____ SUPPLIED DATA

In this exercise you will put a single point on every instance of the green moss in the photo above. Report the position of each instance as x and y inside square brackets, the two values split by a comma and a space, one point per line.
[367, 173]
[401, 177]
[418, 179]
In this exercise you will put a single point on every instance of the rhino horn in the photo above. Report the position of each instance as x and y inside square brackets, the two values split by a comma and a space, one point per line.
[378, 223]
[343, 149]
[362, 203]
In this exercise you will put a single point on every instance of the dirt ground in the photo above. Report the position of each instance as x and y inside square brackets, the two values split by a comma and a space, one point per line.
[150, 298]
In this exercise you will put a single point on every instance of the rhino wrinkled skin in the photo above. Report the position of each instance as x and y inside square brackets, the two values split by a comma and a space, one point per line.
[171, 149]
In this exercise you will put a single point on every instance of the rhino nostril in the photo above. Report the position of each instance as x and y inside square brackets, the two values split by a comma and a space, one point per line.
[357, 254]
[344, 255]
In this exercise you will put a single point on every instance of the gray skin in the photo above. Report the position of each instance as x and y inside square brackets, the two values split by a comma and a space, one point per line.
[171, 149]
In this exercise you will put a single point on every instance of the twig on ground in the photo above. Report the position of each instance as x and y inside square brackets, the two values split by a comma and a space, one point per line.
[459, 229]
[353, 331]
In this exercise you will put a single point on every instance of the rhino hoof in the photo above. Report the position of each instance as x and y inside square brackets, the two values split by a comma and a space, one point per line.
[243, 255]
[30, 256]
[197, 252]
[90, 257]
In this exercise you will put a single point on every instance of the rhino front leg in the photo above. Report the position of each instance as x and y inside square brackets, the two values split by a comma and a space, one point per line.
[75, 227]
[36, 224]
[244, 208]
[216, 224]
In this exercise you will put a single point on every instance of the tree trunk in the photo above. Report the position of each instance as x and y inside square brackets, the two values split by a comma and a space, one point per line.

________

# [REQUIRED TASK]
Rewrite the whole listing above with every "rhino" changed to "hippo". Leave everything else unchanged.

# [OUTPUT FOR THIS EXERCISE]
In this exercise you will put a single point on every instance of the green moss in the photo above. Report the position of each instance as x and y inside square brackets, the two values split by a comma and a space, one point per line.
[367, 173]
[401, 177]
[418, 179]
In this exercise you will put a single point on every instance of the hippo horn in the photo above. Report the position of each instance as x and y inside square brackets, the two values split by a comma and a space, one point per line.
[378, 223]
[343, 149]
[362, 203]
In this exercise you will put a single point on every instance of the dirt ground in the photo above. Report the position of each instance as x and y inside square brackets, the two values split by a comma and a space, one point per line.
[150, 298]
In this exercise you will put a single point on every instance of the hippo wrinkled skin in the photo above. Report the position of each instance as x and y inside square brackets, the two values split by a comma and a space, one point per line.
[171, 149]
In this exercise you will put a single point on every instance of the hippo nostril in the photo above. Report the position of each instance as x and y inside square brackets, the two values split by a comma and a space, one point per line.
[357, 254]
[344, 255]
In this exercise you will put a single point on every instance of the gray skin in the photo above. Report the position of each instance as x and y inside square brackets, the two values split by a comma and a space, one point per line.
[171, 149]
In this exercise you will put a single point on every instance of the twig on ground in the photo above. Report the position of each instance as x and y inside square brackets, the two values split by a comma and a space, one point per line.
[459, 229]
[353, 331]
In this exercise you will put a single point on every instance of the hippo hoof in the photo above. Report the position of each instance as x and y inside square brackets, the two values split by a comma and a space, one point per line.
[243, 255]
[30, 256]
[197, 252]
[90, 257]
In this exercise you will put a single point on every instance of the hippo front leg in the photo above. Report the position of each instance as x and y inside square brackets, the two values split by a comma and a space, one point per line.
[75, 227]
[36, 224]
[244, 208]
[216, 224]
In this exercise you will put a single point on every instance of the tree trunk in the photo above. Report the position of each instance as x and y inside square brackets, the two values split by a comma and a space, one point per line.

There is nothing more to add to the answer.